>> BEGIN

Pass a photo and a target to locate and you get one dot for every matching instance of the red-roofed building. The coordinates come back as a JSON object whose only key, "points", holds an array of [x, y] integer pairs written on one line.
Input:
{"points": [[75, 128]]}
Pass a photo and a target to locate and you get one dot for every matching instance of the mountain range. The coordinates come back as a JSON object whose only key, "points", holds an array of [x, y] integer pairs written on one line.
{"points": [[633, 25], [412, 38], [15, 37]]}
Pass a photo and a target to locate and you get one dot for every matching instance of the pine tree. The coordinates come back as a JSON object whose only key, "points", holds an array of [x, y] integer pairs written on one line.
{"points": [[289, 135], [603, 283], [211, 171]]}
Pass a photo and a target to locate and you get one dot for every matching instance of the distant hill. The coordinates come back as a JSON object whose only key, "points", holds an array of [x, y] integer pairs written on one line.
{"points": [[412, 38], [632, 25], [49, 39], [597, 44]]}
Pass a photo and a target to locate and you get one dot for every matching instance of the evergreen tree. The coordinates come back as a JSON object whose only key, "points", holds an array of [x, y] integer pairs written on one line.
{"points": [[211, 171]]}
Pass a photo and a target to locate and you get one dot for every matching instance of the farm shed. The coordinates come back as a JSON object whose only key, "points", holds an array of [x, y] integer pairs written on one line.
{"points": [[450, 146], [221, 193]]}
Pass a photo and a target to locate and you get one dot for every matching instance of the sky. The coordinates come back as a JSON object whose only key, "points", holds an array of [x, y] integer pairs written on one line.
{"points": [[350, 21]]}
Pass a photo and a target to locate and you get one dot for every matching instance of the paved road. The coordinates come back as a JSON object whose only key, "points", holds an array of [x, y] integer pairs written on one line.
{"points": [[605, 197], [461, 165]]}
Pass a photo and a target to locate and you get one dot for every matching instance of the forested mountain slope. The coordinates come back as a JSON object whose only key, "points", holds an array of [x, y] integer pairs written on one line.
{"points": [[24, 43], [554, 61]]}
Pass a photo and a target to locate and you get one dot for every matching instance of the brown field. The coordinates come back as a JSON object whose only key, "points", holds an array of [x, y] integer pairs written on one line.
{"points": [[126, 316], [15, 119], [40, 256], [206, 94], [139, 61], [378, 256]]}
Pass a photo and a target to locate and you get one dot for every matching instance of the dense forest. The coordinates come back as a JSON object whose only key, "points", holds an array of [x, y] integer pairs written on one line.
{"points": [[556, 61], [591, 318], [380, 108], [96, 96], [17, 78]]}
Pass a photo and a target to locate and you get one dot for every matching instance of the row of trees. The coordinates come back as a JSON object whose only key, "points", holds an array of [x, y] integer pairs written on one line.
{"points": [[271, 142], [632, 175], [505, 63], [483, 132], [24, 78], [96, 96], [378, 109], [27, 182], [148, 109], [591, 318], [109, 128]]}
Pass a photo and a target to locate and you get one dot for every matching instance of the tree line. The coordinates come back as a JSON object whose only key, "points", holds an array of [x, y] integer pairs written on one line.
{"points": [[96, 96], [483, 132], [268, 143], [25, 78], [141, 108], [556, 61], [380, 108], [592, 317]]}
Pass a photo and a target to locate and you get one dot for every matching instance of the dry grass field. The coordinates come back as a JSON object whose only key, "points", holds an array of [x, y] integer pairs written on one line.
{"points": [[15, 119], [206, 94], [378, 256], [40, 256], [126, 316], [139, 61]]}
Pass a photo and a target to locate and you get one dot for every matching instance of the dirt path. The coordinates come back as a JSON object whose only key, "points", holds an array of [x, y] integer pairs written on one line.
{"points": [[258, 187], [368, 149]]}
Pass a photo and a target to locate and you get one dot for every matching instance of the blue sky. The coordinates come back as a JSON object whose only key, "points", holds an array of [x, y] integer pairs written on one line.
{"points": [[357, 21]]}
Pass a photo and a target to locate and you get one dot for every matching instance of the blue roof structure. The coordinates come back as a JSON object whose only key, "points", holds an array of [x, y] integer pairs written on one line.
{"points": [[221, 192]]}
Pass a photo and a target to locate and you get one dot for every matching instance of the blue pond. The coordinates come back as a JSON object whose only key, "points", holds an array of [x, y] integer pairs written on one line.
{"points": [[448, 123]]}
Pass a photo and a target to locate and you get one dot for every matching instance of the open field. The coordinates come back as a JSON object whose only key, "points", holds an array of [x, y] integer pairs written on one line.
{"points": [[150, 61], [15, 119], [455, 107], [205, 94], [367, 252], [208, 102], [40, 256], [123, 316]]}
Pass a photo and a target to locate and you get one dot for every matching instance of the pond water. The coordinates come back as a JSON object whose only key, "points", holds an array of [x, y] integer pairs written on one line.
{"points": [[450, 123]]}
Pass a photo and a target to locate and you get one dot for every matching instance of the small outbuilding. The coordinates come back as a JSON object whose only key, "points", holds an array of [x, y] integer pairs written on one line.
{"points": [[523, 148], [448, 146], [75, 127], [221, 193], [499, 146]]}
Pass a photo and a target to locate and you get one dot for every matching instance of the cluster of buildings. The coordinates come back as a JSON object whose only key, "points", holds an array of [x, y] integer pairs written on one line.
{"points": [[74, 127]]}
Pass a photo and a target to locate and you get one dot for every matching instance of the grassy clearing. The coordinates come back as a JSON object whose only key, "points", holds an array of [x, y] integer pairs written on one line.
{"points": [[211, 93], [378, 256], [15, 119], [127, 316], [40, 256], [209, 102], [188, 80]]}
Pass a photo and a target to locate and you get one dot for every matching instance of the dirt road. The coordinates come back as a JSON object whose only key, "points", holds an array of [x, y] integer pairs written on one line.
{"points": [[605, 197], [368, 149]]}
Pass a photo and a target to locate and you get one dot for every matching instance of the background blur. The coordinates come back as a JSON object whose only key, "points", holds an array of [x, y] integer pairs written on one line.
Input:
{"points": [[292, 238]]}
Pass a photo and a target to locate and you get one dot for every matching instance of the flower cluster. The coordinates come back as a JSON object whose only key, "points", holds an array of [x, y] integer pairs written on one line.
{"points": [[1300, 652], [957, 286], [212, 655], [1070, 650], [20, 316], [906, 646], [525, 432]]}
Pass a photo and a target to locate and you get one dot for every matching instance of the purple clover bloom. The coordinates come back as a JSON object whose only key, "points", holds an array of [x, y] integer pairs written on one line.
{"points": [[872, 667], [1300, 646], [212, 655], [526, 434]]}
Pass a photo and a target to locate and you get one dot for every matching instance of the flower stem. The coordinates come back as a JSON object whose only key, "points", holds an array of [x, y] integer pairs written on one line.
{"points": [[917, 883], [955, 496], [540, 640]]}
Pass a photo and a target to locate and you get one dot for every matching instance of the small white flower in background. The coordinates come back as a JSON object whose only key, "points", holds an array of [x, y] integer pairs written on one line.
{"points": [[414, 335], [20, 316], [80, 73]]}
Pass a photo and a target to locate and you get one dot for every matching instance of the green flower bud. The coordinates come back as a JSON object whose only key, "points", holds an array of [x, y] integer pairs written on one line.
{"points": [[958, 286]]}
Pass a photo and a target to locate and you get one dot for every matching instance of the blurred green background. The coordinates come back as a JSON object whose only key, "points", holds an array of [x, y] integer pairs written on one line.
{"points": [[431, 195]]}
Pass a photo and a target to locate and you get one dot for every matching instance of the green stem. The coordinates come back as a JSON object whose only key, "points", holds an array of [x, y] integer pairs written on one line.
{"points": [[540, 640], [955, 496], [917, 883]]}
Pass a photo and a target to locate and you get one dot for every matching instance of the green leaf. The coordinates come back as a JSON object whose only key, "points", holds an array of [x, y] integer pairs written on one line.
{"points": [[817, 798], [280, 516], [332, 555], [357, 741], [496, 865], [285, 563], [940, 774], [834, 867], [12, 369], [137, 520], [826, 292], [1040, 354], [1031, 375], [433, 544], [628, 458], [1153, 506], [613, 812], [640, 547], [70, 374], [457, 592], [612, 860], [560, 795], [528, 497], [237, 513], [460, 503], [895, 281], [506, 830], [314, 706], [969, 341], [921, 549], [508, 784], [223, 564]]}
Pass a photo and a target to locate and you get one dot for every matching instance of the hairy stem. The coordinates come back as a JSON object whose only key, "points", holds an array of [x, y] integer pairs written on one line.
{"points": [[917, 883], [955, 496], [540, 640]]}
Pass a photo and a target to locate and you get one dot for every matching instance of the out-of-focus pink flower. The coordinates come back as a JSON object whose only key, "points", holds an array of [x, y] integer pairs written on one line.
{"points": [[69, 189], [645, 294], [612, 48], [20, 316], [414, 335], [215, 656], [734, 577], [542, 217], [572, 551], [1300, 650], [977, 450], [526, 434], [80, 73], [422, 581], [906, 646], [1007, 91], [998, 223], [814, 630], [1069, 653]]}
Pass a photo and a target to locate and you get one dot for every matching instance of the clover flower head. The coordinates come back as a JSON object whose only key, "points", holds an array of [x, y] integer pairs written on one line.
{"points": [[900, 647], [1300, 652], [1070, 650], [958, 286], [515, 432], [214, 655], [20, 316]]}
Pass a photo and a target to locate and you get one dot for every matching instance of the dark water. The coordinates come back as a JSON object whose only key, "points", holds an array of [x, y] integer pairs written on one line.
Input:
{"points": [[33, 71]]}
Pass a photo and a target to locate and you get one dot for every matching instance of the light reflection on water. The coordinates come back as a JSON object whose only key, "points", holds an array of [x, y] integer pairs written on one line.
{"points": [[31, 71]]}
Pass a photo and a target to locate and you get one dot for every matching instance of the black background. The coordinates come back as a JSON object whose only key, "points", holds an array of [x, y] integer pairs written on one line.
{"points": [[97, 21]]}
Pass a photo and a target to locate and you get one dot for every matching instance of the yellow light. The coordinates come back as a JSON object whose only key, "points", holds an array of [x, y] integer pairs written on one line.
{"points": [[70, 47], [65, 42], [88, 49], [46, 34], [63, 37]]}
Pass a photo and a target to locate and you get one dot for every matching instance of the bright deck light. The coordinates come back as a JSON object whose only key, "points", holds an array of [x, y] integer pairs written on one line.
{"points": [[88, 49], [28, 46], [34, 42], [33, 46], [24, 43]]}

>> END

The answer consists only of the lines from the one containing "of the yellow" to the end of the records, each written out exactly.

Pass a photo and a target to locate and you get one dot for every matching instance of the yellow light. The coordinates come back as a JSON object whose only key, "points", holds an array of [x, y] integer pairs written on one line.
{"points": [[70, 47], [65, 42], [88, 49], [46, 34], [63, 37]]}
Pass a photo and a target to locate and you get one dot for every matching instance of the bright deck light. The coordinates come back as a JSON object whose only key, "points", holds an array of [x, y] integer pairs written on one line.
{"points": [[88, 49], [28, 46], [34, 42], [33, 46], [24, 43]]}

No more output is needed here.